> TASK DATA:
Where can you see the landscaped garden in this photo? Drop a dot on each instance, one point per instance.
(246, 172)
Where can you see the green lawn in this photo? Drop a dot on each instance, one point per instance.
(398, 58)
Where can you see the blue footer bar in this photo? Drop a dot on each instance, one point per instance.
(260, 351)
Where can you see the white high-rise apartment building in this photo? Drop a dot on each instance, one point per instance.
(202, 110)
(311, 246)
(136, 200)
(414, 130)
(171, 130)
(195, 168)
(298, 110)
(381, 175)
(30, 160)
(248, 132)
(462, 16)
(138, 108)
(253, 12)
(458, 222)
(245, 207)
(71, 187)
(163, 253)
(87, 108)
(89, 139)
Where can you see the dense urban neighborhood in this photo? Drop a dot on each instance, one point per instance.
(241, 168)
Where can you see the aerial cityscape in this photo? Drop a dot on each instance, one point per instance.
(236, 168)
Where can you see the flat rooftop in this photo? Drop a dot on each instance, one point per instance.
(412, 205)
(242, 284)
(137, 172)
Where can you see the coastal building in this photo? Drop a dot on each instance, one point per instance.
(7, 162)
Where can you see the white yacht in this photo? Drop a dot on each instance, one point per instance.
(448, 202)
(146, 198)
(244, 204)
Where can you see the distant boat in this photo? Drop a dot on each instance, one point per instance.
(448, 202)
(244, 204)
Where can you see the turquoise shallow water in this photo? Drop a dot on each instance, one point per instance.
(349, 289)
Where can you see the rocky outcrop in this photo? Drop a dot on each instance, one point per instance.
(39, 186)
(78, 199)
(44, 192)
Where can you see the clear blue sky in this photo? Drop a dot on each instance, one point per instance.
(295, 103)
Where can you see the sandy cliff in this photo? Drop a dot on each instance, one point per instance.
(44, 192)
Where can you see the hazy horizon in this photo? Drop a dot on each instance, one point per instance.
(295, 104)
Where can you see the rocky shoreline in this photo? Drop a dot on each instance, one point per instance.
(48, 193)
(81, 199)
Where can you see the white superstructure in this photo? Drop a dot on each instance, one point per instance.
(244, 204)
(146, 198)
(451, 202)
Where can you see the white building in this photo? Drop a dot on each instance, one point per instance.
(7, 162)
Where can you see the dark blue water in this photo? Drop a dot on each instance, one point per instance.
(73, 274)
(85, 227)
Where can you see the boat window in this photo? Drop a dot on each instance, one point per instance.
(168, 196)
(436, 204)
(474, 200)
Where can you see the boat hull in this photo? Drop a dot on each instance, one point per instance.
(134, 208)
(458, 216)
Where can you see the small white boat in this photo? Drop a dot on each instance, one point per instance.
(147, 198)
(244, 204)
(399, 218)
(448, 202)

> WHAT IS REQUIRED: For every entry in the records above, write an exact copy.

> SOLUTION BELOW:
Where can you see the landscaped garden in this photo? Drop a dot on each instance, one point per instance.
(246, 172)
Where can you see the green lawn in this photo? Drop a dot on each instance, one point per instance.
(398, 58)
Where can you see the blue footer bar in this photo? Drop a dot on each instance, one point per instance.
(260, 351)
Where can you see the white high-rise apartment building in this photo? Drop a dot on each instance, one point per instance.
(202, 110)
(311, 246)
(136, 200)
(414, 130)
(171, 130)
(195, 168)
(298, 110)
(381, 175)
(30, 160)
(248, 132)
(462, 16)
(138, 108)
(253, 12)
(458, 222)
(245, 207)
(71, 187)
(163, 253)
(87, 108)
(89, 139)
Where can you see the dense urban neighborhood in this photo? Drop a dot on each instance, one point per instance.
(241, 168)
Where can you see the aerial cityscape in this photo? Drop a dot on each instance, one point per instance.
(236, 168)
Where can you see the flat rooftop in this photo? Drop a dot on each instance, one point per instance.
(412, 205)
(242, 284)
(137, 172)
Where can you see the coastal building in this photo? Drop a dot on each instance, one point per instance.
(7, 162)
Where can you see the white yacht in this photo? Drop a dot on each instance, one point per instance.
(448, 202)
(146, 198)
(244, 204)
Where can you see the distant boat in this photo? Drop a dot on each instance, one point per instance.
(448, 202)
(244, 204)
Where can you see the turquoise shallow water in this photo? Drop a dot on each instance, one point per instance.
(349, 289)
Where can you see the rocky outcrop in this photo? Drop a dot on each instance, one point per instance.
(39, 186)
(78, 199)
(44, 192)
Where can you see the clear blue sky in this photo? Drop a dot on each instance, one point per instance.
(295, 103)
Where can you see the sandy cliff in this photo? Drop a dot on each instance, one point per instance.
(44, 192)
Where can you see the hazy horizon in this photo? Drop a dot on each instance, one point per instance.
(295, 104)
Where can you see the rocky shoreline in this photo? Drop a dot on each instance, one point per instance.
(48, 193)
(81, 199)
Where can you see the white superstructure in this photo? Drop a dot on each instance, one point per instance.
(244, 204)
(146, 198)
(451, 202)
Where can you see the white building in this photo? Drop a dot on each instance, one point per instance.
(7, 162)
Where can you see the dark blue water in this photo? Drop a dot on each instance, one point per instance.
(73, 274)
(85, 227)
Where can you see the boat window in this photo? Drop a dot on each instance, one point per instance.
(168, 196)
(436, 204)
(474, 200)
Where can you see the boat hull in this photo? Drop a dot on each instance, one point per instance.
(134, 208)
(458, 216)
Where can you see the small white boat in this photo? Drop a dot on each instance, one point per instance.
(147, 198)
(244, 204)
(399, 218)
(448, 202)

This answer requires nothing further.